§ **Check your understanding**
(a) In the veto message on the pension bill for Eliza Smith, render this sentence in Spanish: "The deceased was pensioned for a gunshot wound in his left arm under the general law, and his pension was increased by a special act in 1883."
(b) Carry on the veto message on the pension bill for Eliza Smith, starting after its last sentence.

§ **Excerpted text**
+ + + + + + +

Grover Cleveland

Veto Message

August 09, 1888

To the House of Representatives:

I return without approval House bill No. 2140, entitled "An act granting a pension to Eliza Smith."

The husband of this beneficiary was a second lieutenant in an Indiana regiment, and was discharged from the service in April, 1864. It is proposed in the bill herewith returned to pension the beneficiary as the widow of a first lieutenant.

The deceased was pensioned for a gunshot wound in his left arm under the general law, and his pension was increased by a special act in 1883.

He died away from home at a hotel in Union City, Ind., on the 18th day of December, 1884, and it was determined at the time, and is still claimed, that his death was the result of an overdose of morphine self-administered.

It is represented that at times the wound of the deceased soldier was very painful and that he was in the habit of taking large doses of morphine to alleviate his suffering.

Two days before his death he was at the house of one Moore, in Union City; he complained of pain, and asked for a dose of morphine, but it does not appear that he obtained it.

+ + + + + + +

(Stored records)
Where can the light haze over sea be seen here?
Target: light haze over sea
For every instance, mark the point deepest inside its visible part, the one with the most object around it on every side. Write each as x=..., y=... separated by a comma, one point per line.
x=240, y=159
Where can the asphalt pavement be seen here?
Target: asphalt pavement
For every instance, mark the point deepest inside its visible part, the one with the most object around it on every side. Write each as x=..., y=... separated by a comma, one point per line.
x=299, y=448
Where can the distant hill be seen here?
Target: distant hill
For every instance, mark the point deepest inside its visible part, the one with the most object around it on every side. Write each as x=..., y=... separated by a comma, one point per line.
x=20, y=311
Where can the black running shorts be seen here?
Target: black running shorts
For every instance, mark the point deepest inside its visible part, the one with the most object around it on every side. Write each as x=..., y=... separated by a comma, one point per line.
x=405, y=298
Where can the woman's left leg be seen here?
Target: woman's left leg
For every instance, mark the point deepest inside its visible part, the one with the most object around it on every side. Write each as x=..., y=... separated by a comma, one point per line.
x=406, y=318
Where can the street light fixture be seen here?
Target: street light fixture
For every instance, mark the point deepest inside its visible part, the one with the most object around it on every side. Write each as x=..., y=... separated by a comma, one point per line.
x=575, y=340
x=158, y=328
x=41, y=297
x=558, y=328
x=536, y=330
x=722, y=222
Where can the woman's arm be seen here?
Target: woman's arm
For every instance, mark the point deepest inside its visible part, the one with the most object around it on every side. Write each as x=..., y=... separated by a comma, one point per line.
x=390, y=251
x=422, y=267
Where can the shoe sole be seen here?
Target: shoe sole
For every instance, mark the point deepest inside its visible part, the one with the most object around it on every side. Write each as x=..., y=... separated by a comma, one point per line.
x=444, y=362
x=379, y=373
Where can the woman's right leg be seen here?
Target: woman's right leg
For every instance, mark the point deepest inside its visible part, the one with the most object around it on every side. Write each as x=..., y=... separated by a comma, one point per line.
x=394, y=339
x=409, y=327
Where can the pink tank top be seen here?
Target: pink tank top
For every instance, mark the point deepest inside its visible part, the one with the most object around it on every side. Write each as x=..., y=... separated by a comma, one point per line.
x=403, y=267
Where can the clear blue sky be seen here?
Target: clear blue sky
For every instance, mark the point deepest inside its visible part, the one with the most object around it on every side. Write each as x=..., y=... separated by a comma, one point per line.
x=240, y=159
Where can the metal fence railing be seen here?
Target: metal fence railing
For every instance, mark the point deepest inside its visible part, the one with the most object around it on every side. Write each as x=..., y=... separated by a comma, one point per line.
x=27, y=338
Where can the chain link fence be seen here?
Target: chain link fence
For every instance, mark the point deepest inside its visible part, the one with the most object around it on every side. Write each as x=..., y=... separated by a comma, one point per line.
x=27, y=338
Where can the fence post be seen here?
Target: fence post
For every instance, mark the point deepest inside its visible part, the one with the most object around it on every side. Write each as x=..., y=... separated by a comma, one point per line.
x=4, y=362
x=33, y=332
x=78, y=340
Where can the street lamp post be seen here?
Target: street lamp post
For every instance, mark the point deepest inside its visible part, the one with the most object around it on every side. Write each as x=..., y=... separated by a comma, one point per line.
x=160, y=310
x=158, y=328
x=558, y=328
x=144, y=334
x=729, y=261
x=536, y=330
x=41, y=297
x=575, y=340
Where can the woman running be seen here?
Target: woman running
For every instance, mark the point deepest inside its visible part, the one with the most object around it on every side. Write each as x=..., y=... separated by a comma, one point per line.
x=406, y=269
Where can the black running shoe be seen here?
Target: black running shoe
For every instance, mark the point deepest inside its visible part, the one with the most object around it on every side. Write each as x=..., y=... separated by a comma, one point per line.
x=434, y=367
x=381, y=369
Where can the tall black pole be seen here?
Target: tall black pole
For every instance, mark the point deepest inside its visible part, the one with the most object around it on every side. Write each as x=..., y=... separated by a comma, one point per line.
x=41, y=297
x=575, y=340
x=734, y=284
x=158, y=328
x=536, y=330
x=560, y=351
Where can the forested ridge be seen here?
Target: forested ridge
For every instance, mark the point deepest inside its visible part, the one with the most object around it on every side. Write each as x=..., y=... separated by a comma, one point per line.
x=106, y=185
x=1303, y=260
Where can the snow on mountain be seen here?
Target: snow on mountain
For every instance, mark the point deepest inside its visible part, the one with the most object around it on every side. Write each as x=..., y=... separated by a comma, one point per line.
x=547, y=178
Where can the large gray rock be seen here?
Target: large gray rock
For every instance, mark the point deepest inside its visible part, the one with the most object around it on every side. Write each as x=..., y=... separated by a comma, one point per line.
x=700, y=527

+ + + + + + +

§ **Answers given**
(a) El fallecido recibió una pensión por una herida de bala en el brazo izquierdo conforme a la ley general, y su pensión fue aumentada mediante una ley especial en 1883.

(b)
On the same day he went to a hotel in the same town and remained there until his death. On the second evening after his arrival there he complained of asthma and pain in his arm, and retired about 9 o'clock p.m. In the afternoon of the next day the door of his room was forced open, and he was found prostrate and helpless, though able to talk. Medicine was administered, but he soon died.

His family physician testified that the deceased did not suffer from asthma; that when his wound was suppurating he had difficulty in breathing, and that at such times he was in the habit of taking morphine in large doses, and that at times he was intemperate, especially when suffering from his wound.

It seems to me it would establish a very bad precedent to allow a pension upon the facts developed in this case.